_Texte à lire_
*-*-*

Le temps des pluies froides et des averses a tourné la page. Rive droite, on joue à "Paris Plage". Rive gauche, on aimerait bien jouer à "Paris Pages". Mais faut pas rêver, les passants, certes, s'attardent, et dissertent un peu, parfois musardent, mais au fond, s'en vont, faussement lassés, ou pas vraiment lassant, se délasser, en s'effaçant. Le livre, on le touche, on s'en empare, on se dit que c'est un nouveau départ. Un truc à part. Puis, très vite, on le repose. On croit que c'est juste une chose. Un objet sans sujet. Une forme informe. Un texte sans prétexte. Juste des lignes insignes. Une histoire à ne pas croire.

Pourtant, j'ai vendu Les Hauts de Hurle-Vent, Emily Brontë, Payot, Paris 1947, Les livres de Samuel, La Sainte Bible, 1953, Les Editions du Cerf, Le siècle 1, La Chute des géants, Ken Follet, Robert Laffont, 2010, et Amélie Nothomb, Journal d'Hirondelle, et le numéro 634 du Journal du dimanche, 26 novemvre 1863, à une jeune espagnole qui voulait faire un cadeau à un de ses amis, passionné de vieux journaux.

*-*-*

(Entrées enregistrées)
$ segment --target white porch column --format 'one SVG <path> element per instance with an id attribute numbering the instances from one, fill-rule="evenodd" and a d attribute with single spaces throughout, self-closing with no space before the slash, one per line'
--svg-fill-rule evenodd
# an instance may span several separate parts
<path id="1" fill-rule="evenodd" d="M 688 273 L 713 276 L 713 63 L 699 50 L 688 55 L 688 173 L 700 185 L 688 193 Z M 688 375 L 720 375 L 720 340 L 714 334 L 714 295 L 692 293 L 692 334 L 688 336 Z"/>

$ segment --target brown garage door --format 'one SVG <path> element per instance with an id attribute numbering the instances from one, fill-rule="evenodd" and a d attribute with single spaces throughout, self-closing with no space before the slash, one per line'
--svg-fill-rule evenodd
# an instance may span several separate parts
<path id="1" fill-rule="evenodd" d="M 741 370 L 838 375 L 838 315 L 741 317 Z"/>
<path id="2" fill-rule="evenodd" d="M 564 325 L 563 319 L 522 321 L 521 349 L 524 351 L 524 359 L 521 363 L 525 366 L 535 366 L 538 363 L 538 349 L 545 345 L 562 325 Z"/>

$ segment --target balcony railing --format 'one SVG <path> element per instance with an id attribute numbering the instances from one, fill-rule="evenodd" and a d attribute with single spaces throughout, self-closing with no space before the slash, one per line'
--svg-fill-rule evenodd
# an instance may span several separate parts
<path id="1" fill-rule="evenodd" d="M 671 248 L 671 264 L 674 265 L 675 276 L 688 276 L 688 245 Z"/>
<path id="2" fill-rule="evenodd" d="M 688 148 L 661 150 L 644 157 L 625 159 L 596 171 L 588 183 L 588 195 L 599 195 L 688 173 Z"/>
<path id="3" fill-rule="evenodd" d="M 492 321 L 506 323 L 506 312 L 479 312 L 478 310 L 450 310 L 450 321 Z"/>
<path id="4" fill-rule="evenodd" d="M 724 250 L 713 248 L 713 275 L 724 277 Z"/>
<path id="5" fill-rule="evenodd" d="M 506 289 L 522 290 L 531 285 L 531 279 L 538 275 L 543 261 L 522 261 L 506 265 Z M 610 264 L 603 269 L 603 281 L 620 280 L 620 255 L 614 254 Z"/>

*-*-*

_Série de tâches_
**a)** Recopiez à l'identique un passage du texte sur les passants et les livres : commencez aux mots « Pourtant, j'ai vendu » et arrêtez-vous après « de vieux journaux. ».
**b)** Résumez en deux phrases le texte sur les passants et les livres.
**c)** Écrivez la suite du texte sur les passants et les livres, en reprenant juste après sa dernière phrase.

_Réponses dans l'ordre_
**a)**
Pourtant, j'ai vendu Les Hauts de Hurle-Vent, Emily Brontë, Payot, Paris 1947, Les livres de Samuel, La Sainte Bible, 1953, Les Editions du Cerf, Le siècle 1, La Chute des géants, Ken Follet, Robert Laffont, 2010, et Amélie Nothomb, Journal d'Hirondelle, et le numéro 634 du Journal du dimanche, 26 novemvre 1863, à une jeune espagnole qui voulait faire un cadeau à un de ses amis, passionné de vieux journaux.

**b)** Rive gauche, les passants s'attardent devant les livres, les prennent en main puis les reposent très vite, comme de simples objets. Pourtant, plusieurs livres et un vieux numéro du Journal du dimanche ont été vendus à une jeune Espagnole qui voulait faire un cadeau à un ami passionné de vieux journaux.

**c)**
C'est curieux, vraiment,  ce métier bizarre qui consiste à remettre entre des mains, pas forcément expertes, des livres qui couraient en pures pertes. Ce soir, sans doute ils revivent, et le plaisir de la lecture, ils ravivent ... Nous n'irons plus au bois, ... Les lauriers sont coupés... La belle que tu vois... Ira les ramasser... C'est drôle, cet air qui me trotte soudain dans la tête, l'air que jouait tout à l'heure l'homme à l'harmonica. Egoutier à la ville de Paris le jour, et joueur d'harmonica le soir.